LOCAL COLUMN

OPINION: New Mexicans need medical malpractice reform

Published

As health care leaders, our responsibility is clear: ensure patients can access high-quality care close to home. Here in New Mexico, that mission is being undermined by medical malpractice laws that are driving physicians away, forcing hospitals to cut services and threatening access to care — particularly in rural communities throughout our state. This is not an abstract policy debate. It is a real and growing crisis, and our lawmakers have the power to address it now.

Medical malpractice insurance plays an important role in protecting patients and ensuring accountability when care falls short. But when the system becomes excessively costly and punitive, which is the case here, it stops serving patients and instead begins harming them. Sky-high premiums and outsized legal exposure are forcing hospitals to make impossible choices: reduce services, delay investments or close altogether. Physicians, faced with some of the highest malpractice insurance costs in the region, are choosing to practice elsewhere. Patients are being left with fewer options, longer wait times and care that is farther from home.

The data tells a troubling story. Nearly half of New Mexicans report difficulty securing a timely appointment with a primary care provider. In Albuquerque, 59% of voters say they struggle to find a doctor or specialist. Meanwhile, from 2019 to 2024, our state experienced an 8% decline in its physician workforce — while every other southwestern state gained physicians. This is not a coincidence. It’s the predictable outcome of a system that makes practicing medicine here uniquely risky and expensive.

Our medical malpractice environment stands out for all the wrong reasons. It allows higher caps on noneconomic damages and sets a lower threshold for claiming punitive damages than neighboring states, driving insurance premiums well beyond what many hospitals can reasonably sustain. When hospitals cannot afford coverage, services and physicians disappear.
· · ·
Work instructions:
a) According to the opinion column, why do New Mexico's medical malpractice insurance premiums climb beyond what many hospitals can sustain? Answer in one to three sentences.
b) Repeat everything in the opinion column from "As health care" down to "address it now.".
c) Proceed with the opinion column on medical malpractice reform, picking up after its last sentence.
The entries are separate material, not part of the opinion column.

Source data
· · ·
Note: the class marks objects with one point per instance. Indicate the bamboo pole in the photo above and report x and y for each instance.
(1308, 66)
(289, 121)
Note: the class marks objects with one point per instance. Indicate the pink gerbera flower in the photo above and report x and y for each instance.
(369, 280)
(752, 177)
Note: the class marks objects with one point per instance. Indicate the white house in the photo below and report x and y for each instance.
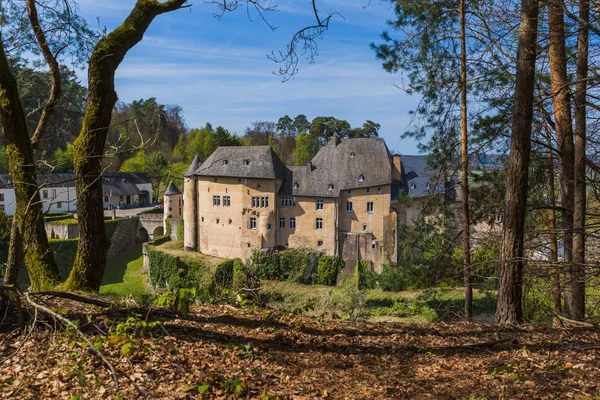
(58, 194)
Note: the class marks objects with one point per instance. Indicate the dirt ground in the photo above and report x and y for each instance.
(224, 352)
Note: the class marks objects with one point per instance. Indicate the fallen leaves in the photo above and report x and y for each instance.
(223, 352)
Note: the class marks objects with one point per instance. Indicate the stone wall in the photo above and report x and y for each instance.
(62, 231)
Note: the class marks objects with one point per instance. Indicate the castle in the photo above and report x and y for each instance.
(343, 202)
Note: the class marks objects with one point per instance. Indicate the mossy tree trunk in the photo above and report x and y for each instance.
(110, 51)
(510, 287)
(15, 251)
(39, 259)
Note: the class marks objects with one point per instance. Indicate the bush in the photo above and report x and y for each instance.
(166, 271)
(239, 275)
(364, 276)
(328, 270)
(350, 299)
(391, 279)
(168, 227)
(223, 275)
(180, 231)
(266, 265)
(292, 264)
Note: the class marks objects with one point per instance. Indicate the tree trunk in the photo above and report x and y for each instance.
(551, 223)
(110, 51)
(510, 289)
(465, 167)
(15, 251)
(577, 282)
(564, 137)
(39, 259)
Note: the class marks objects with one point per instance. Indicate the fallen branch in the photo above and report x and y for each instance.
(71, 296)
(81, 334)
(572, 322)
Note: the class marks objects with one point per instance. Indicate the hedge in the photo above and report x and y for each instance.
(328, 270)
(180, 231)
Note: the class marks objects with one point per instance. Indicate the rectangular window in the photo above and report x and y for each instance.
(288, 202)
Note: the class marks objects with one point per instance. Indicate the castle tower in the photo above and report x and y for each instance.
(173, 203)
(190, 207)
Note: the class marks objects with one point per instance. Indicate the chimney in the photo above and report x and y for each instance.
(397, 168)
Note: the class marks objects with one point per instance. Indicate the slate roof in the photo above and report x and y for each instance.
(244, 162)
(113, 183)
(196, 163)
(172, 189)
(353, 163)
(418, 179)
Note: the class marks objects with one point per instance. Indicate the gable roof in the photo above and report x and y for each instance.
(354, 163)
(196, 163)
(172, 189)
(244, 162)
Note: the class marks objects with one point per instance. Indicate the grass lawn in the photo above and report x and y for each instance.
(439, 304)
(123, 275)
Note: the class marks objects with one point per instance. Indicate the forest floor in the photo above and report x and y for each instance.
(226, 352)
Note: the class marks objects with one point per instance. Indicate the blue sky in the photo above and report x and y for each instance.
(218, 72)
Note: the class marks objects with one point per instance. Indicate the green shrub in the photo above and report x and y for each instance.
(223, 275)
(364, 276)
(292, 264)
(391, 279)
(168, 227)
(328, 270)
(350, 299)
(239, 275)
(266, 265)
(180, 231)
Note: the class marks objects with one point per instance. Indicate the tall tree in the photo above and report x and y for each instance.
(108, 53)
(577, 278)
(465, 164)
(561, 101)
(510, 287)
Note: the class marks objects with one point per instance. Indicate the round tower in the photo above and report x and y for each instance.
(190, 207)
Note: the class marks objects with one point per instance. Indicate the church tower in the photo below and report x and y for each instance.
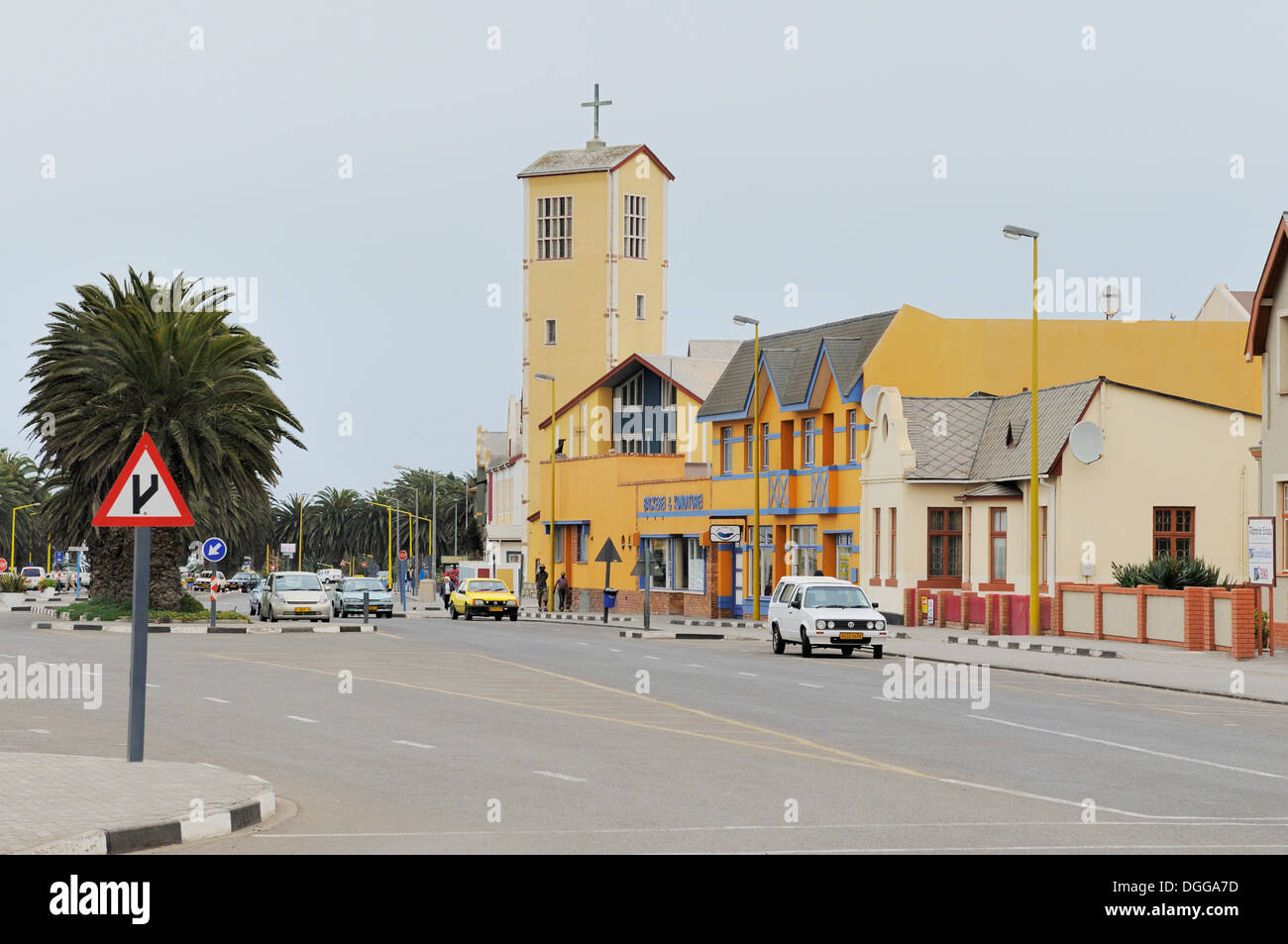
(593, 284)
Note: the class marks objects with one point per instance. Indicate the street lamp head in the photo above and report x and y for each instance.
(1013, 232)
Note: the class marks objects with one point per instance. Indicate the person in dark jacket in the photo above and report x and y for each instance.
(542, 590)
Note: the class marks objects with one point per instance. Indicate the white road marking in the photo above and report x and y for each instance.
(562, 777)
(793, 827)
(1133, 747)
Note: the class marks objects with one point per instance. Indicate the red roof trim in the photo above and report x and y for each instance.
(604, 380)
(1260, 321)
(647, 151)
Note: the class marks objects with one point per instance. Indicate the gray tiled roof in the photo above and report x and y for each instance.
(579, 159)
(695, 373)
(973, 442)
(790, 359)
(944, 433)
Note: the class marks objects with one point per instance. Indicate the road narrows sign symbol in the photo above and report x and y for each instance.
(143, 494)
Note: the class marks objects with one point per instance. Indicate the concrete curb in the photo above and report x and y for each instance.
(134, 839)
(196, 629)
(1025, 646)
(664, 634)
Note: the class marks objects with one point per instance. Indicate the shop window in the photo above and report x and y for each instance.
(997, 544)
(1173, 532)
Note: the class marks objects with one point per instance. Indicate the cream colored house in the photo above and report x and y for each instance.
(945, 487)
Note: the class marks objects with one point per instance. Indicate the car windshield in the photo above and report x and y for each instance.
(297, 581)
(836, 597)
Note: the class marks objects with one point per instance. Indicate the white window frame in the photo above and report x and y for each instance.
(634, 226)
(554, 228)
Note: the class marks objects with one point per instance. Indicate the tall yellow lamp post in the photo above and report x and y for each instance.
(552, 515)
(754, 577)
(1013, 232)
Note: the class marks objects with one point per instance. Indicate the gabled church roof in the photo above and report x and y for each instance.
(793, 360)
(583, 161)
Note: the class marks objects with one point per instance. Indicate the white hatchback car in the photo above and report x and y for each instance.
(824, 612)
(294, 595)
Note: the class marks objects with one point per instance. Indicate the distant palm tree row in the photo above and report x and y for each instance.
(340, 524)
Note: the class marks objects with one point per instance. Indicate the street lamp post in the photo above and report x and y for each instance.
(1013, 232)
(552, 517)
(754, 577)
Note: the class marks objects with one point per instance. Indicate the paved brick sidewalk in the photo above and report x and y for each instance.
(72, 803)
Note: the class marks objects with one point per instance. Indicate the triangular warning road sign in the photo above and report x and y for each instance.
(608, 554)
(145, 493)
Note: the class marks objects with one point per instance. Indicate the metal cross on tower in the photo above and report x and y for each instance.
(596, 104)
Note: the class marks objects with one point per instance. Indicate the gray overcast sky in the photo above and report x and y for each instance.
(809, 166)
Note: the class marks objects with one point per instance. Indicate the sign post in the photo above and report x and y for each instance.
(151, 500)
(609, 556)
(402, 577)
(1261, 567)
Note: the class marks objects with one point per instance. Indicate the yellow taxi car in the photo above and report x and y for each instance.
(483, 596)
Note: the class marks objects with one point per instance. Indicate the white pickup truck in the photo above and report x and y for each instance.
(824, 612)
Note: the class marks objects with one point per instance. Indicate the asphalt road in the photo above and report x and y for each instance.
(454, 725)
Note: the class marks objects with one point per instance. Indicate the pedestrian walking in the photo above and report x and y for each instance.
(542, 579)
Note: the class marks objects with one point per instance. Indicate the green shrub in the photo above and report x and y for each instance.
(1168, 572)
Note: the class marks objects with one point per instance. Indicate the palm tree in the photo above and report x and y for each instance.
(142, 357)
(21, 484)
(334, 523)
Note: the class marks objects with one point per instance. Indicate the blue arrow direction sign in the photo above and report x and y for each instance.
(214, 549)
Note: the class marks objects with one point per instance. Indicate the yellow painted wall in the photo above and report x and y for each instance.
(591, 296)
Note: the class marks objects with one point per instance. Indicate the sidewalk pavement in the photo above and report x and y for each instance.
(60, 803)
(1262, 679)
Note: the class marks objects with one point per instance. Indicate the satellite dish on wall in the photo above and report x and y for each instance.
(870, 402)
(1086, 442)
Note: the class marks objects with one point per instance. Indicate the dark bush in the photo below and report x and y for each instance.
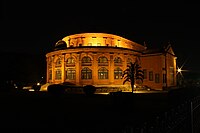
(56, 89)
(36, 87)
(89, 89)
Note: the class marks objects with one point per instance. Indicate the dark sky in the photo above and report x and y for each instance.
(33, 28)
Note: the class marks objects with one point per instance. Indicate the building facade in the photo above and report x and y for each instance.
(99, 59)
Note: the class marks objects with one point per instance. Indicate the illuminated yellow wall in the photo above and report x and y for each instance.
(96, 45)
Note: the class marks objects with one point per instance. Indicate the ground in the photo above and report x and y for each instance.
(78, 112)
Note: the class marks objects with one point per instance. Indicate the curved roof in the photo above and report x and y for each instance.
(102, 39)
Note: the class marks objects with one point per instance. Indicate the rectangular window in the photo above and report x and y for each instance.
(145, 73)
(151, 76)
(58, 74)
(89, 44)
(50, 74)
(157, 78)
(171, 75)
(164, 78)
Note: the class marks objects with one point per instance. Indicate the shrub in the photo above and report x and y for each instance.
(56, 89)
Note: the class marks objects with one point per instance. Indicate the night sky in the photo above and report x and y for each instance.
(30, 29)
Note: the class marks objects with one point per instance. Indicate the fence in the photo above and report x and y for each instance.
(185, 118)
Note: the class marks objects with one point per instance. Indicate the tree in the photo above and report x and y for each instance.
(132, 74)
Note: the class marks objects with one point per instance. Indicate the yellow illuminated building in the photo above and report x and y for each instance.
(99, 59)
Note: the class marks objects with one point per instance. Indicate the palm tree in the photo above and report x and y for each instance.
(132, 74)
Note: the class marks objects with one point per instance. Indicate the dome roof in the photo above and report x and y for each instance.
(60, 45)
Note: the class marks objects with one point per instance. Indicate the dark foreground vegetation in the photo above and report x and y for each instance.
(23, 111)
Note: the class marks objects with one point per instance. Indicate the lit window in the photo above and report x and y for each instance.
(151, 76)
(129, 61)
(70, 60)
(102, 61)
(86, 73)
(86, 61)
(58, 74)
(70, 73)
(103, 73)
(118, 73)
(50, 74)
(98, 44)
(117, 61)
(157, 78)
(145, 73)
(58, 62)
(89, 44)
(171, 75)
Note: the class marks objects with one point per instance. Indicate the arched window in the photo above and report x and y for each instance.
· · ·
List of answers:
a) New Mexico allows higher caps on noneconomic damages than neighboring states. It also sets a lower threshold for claiming punitive damages. Together, these drive insurance premiums well beyond what many hospitals can reasonably sustain.

b)
As health care leaders, our responsibility is clear: ensure patients can access high-quality care close to home. Here in New Mexico, that mission is being undermined by medical malpractice laws that are driving physicians away, forcing hospitals to cut services and threatening access to care — particularly in rural communities throughout our state. This is not an abstract policy debate. It is a real and growing crisis, and our lawmakers have the power to address it now.

c)
Opponents of reform often frame any change as a threat to patient protections. That argument ignores reality. A system that drives providers out of state and hospitals out of business does not protect patients, it abandons them. New Mexicans deserve better. Sensible reforms will preserve accountability while stabilizing costs, strengthening the workforce and ensuring that care remains available close to home.

We greatly appreciate lawmakers’ recent investments in Medicaid reimbursement rate increases and the package of bills the state Senate is prioritizing this session to support our state’s health care workforce. Those are important commitments to providers, hospitals and patients they care for.

But, medical malpractice insurance reform is one of the few actions lawmakers must take this session that will have the largest impact on stabilizing access to care in New Mexico, and it comes at no financial cost to the state. If this issue fails to move forward, the message to physicians, hospitals and, most importantly, patients is that a broken health care system is acceptable.

And it’s not.

Our legislators must act now.

Troy Clark is the president and CEO of the New Mexico Hospital Association.